### [Text for analysis]

-*-

Besides the jobs data, the dollar’s mystifying rally over the past three weeks also got some data backing in the form of steadier U.S. macroeconomics like manufacturing. And the greenback could get stronger if next week’s meeting of the European Central Bank transmits dovish signals on the euro.
To sum up, there’s growing conviction now that demand for oil may not get any better with the fall season just days away. Barring surprises from the Nov. 3 presidential election and COVID-19 vaccines and therapeutics, oil bulls might actually be fortunate to keep crude prices at north of $40 per barrel.
Energy Weekly Review
New York-traded West Texas Intermediate, the benchmark for U.S. crude futures, last traded down $1.87, or 4.5%, at $39.50 per barrel. It settled Friday’s trade lower by $1.60, or almost 4%, at $39.77. For the week, WTI slumped 7.4%, its biggest weekly drop since June.
London-traded Brent, the bellwether for global crude prices, last traded down $1.73, or 3.9%, at $42.34. It closed Friday’s regular session in New York down $1.41, or 3.2%, at $42.66. For the week, Brent lost 5.3%. Like WTI, it was Brent’s biggest drop in a week since June.

-*-

Stored data entries:
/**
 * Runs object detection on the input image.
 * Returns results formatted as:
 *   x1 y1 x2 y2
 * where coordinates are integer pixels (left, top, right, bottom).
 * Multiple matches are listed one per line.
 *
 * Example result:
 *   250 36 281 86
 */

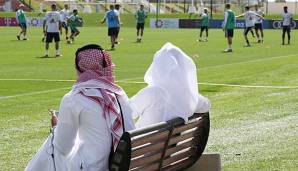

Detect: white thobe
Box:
25 91 135 171
130 86 210 128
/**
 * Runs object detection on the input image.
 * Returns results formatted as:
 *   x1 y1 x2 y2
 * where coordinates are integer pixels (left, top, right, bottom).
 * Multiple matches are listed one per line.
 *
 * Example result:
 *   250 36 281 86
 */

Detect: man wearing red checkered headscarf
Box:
26 45 135 171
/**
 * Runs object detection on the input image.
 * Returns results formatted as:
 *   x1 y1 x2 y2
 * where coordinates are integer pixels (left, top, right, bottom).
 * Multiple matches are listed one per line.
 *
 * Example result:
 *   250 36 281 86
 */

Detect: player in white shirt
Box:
255 5 264 43
43 4 61 57
60 4 69 40
236 6 263 47
114 4 122 44
282 6 293 45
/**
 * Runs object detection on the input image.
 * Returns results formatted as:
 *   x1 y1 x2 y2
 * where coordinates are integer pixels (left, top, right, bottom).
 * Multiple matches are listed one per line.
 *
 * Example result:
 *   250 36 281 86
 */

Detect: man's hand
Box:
51 114 58 128
49 110 58 128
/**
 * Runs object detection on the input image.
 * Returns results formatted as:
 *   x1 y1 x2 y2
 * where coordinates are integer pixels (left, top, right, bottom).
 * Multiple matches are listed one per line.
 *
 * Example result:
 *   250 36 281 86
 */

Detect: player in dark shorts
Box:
199 8 209 42
135 4 147 43
255 5 264 43
101 5 120 50
282 6 293 45
115 4 122 44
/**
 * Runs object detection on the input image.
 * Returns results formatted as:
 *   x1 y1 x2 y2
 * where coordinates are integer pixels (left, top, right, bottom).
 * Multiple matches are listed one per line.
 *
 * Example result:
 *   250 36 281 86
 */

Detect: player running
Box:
43 4 62 57
223 4 236 52
236 6 263 47
199 8 209 42
101 5 120 50
115 4 122 44
60 4 69 41
135 4 147 43
67 9 82 44
255 5 265 43
282 6 293 45
16 4 27 40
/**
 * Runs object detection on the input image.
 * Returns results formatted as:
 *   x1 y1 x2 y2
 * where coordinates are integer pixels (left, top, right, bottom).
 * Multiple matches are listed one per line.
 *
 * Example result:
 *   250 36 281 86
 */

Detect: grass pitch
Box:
0 27 298 171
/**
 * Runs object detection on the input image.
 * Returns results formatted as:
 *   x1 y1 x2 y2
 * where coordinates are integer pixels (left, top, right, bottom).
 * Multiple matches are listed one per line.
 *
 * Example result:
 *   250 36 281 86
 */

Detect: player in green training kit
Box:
16 4 27 40
199 8 209 42
67 9 82 44
135 4 147 42
223 4 236 52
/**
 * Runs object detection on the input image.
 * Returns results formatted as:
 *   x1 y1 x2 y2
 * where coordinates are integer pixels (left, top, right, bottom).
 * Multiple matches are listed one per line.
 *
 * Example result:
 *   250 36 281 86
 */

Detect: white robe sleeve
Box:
53 95 79 156
195 94 211 113
130 87 166 128
118 95 136 131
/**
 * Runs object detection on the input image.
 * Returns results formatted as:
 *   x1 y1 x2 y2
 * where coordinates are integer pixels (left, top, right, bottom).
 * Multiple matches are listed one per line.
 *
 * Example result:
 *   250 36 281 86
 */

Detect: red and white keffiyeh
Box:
73 49 124 150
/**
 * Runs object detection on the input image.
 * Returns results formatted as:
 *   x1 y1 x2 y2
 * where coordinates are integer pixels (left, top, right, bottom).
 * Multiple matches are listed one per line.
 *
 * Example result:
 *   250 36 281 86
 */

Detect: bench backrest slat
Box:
110 112 210 171
163 149 196 167
130 152 162 169
131 141 165 158
131 130 169 148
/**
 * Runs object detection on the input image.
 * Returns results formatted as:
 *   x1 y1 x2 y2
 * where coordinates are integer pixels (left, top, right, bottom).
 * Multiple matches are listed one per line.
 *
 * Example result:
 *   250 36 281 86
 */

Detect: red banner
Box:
0 17 18 26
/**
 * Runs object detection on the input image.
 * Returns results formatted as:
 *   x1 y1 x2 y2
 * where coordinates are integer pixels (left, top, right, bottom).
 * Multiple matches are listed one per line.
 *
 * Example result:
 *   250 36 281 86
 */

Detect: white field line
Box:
197 53 298 70
119 81 298 89
0 78 142 100
0 54 298 100
0 87 70 100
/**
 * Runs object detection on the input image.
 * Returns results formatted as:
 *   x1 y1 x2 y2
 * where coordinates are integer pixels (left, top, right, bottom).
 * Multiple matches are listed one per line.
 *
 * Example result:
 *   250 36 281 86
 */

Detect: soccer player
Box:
115 4 122 44
135 4 147 43
16 4 27 40
67 9 82 44
43 4 62 57
60 4 69 41
236 6 263 47
223 4 236 52
255 5 265 43
282 6 293 45
101 5 120 50
199 8 209 42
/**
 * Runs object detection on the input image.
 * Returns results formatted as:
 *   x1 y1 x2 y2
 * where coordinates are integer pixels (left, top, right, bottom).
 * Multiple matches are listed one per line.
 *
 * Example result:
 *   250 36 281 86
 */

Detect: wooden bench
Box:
110 113 210 171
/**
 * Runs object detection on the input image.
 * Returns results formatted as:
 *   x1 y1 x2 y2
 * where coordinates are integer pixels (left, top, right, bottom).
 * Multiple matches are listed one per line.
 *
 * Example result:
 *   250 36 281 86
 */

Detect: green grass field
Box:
0 27 298 171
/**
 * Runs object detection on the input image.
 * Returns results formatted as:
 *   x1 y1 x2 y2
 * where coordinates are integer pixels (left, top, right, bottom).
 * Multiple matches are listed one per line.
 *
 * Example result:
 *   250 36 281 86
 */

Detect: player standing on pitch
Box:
223 4 236 52
60 4 69 41
236 6 263 47
135 4 147 43
282 6 293 45
255 5 265 43
115 4 122 44
67 9 82 44
43 4 62 57
101 5 120 50
199 8 209 42
16 4 27 40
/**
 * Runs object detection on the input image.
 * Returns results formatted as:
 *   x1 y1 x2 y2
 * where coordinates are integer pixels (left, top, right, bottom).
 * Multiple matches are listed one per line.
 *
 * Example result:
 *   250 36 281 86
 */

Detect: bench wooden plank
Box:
169 131 198 146
162 158 195 171
129 162 159 171
131 142 165 158
164 139 195 158
111 112 210 171
130 152 162 169
173 121 200 134
162 149 196 166
131 130 169 148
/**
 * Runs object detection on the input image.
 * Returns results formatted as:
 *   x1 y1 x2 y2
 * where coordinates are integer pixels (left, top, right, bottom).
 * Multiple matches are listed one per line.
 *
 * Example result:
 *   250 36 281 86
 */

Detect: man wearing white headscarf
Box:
25 45 135 171
130 43 210 128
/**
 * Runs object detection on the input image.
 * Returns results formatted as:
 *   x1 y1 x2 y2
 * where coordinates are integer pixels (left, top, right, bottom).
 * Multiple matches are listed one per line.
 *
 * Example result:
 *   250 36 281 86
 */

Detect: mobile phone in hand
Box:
49 109 59 117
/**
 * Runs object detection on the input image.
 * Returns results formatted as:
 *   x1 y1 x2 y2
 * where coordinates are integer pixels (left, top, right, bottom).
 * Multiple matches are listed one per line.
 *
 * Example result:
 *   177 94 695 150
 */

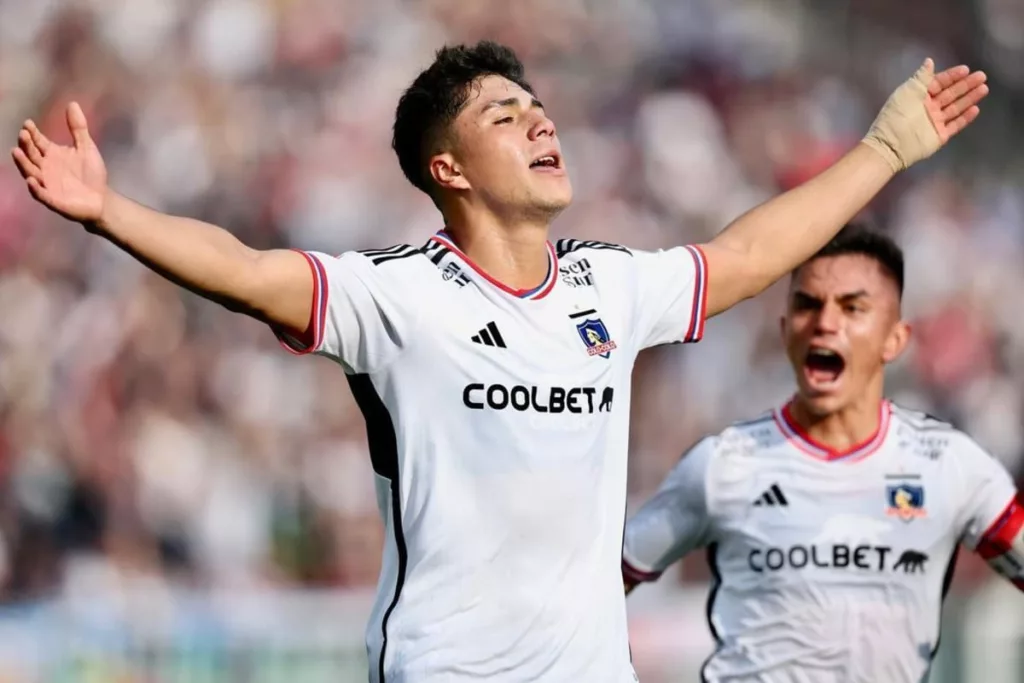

-*-

### [Parts of the exercise]
- 1) Answer these questions about the energy market text above.
(a) By what percentage did WTI slump for the week?
(b) At what price did Brent close Friday's regular session in New York?
(c) On what date is the presidential election?
- 2) Rewrite the energy market text from "London-traded Brent, the" to "week since June.", switching "bellwether" to "barometer".

### [Answers by item number]
- 1)
(a) 7.4%
(b) $42.66
(c) Nov. 3

- 2)
London-traded Brent, the barometer for global crude prices, last traded down $1.73, or 3.9%, at $42.34. It closed Friday’s regular session in New York down $1.41, or 3.2%, at $42.66. For the week, Brent lost 5.3%. Like WTI, it was Brent’s biggest drop in a week since June.